* Task statement
Copy all entries exactly.

* Provided data
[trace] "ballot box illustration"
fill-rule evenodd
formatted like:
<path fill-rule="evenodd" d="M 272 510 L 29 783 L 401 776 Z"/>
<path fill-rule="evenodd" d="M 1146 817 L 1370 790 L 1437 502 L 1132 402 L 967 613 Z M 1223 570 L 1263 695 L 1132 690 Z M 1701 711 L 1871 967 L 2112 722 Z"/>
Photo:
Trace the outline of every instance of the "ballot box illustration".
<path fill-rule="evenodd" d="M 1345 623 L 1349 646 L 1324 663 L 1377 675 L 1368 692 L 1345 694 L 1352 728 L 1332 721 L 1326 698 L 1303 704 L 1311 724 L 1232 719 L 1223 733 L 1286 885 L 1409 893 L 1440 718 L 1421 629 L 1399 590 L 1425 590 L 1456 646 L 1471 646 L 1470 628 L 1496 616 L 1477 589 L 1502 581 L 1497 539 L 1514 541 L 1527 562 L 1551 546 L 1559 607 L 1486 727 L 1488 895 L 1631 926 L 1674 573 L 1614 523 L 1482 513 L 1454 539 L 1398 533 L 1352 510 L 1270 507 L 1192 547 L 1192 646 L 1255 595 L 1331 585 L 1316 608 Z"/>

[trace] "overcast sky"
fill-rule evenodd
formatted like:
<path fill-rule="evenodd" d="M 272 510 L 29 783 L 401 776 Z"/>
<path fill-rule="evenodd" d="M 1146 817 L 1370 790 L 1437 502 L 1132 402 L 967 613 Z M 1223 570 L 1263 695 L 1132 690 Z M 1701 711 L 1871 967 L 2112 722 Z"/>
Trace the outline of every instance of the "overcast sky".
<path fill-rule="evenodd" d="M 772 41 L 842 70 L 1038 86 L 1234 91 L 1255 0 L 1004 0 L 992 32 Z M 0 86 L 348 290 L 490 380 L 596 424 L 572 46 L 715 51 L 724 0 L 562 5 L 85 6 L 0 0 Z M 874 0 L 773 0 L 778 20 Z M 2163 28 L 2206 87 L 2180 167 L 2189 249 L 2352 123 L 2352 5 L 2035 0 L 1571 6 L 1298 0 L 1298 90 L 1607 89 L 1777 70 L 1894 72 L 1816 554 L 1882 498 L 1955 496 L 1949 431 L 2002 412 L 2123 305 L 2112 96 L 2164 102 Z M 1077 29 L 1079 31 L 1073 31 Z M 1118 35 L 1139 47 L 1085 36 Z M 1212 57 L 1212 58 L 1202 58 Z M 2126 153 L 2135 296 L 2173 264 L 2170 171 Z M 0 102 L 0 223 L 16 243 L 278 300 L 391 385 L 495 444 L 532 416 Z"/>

* Exercise answer
[trace] "ballot box illustration"
fill-rule evenodd
formatted like:
<path fill-rule="evenodd" d="M 272 510 L 29 783 L 401 776 Z"/>
<path fill-rule="evenodd" d="M 1146 817 L 1370 790 L 1437 502 L 1132 402 L 967 613 Z M 1223 570 L 1263 695 L 1132 690 Z M 1701 711 L 1871 967 L 2112 722 Z"/>
Photo:
Trace the outline of every instance of the "ballot box illustration".
<path fill-rule="evenodd" d="M 1345 623 L 1349 646 L 1324 663 L 1377 675 L 1368 692 L 1345 694 L 1352 728 L 1332 721 L 1326 698 L 1303 704 L 1311 724 L 1232 719 L 1223 733 L 1286 885 L 1409 893 L 1440 718 L 1421 629 L 1399 590 L 1425 590 L 1456 646 L 1471 646 L 1470 628 L 1496 616 L 1477 589 L 1502 581 L 1497 539 L 1514 541 L 1527 562 L 1551 546 L 1559 607 L 1486 727 L 1488 895 L 1631 926 L 1674 573 L 1614 523 L 1482 513 L 1454 539 L 1398 533 L 1352 510 L 1270 507 L 1192 547 L 1192 646 L 1255 595 L 1331 585 L 1316 608 Z"/>

[trace] "overcast sky"
fill-rule evenodd
formatted like:
<path fill-rule="evenodd" d="M 272 510 L 29 783 L 401 776 Z"/>
<path fill-rule="evenodd" d="M 1146 817 L 1370 790 L 1437 502 L 1132 402 L 967 613 Z M 1223 570 L 1263 695 L 1132 690 Z M 1701 711 L 1871 967 L 2112 722 Z"/>
Trace the outline of every instance of the "overcast sky".
<path fill-rule="evenodd" d="M 772 41 L 842 70 L 1038 86 L 1234 91 L 1255 0 L 1004 0 L 992 32 Z M 0 86 L 348 290 L 490 380 L 596 424 L 572 46 L 715 51 L 724 0 L 562 5 L 85 6 L 0 0 Z M 874 0 L 773 0 L 778 20 Z M 2163 28 L 2206 87 L 2180 167 L 2189 249 L 2352 123 L 2352 5 L 2035 0 L 1571 6 L 1298 0 L 1298 90 L 1607 89 L 1777 70 L 1894 72 L 1816 554 L 1882 498 L 1955 496 L 1949 431 L 2002 412 L 2123 305 L 2112 96 L 2164 102 Z M 1077 29 L 1079 31 L 1073 31 Z M 1118 35 L 1139 47 L 1085 36 Z M 1212 57 L 1212 58 L 1202 58 Z M 2126 153 L 2135 296 L 2173 264 L 2170 171 Z M 0 102 L 0 223 L 16 243 L 278 300 L 391 385 L 495 444 L 532 416 Z"/>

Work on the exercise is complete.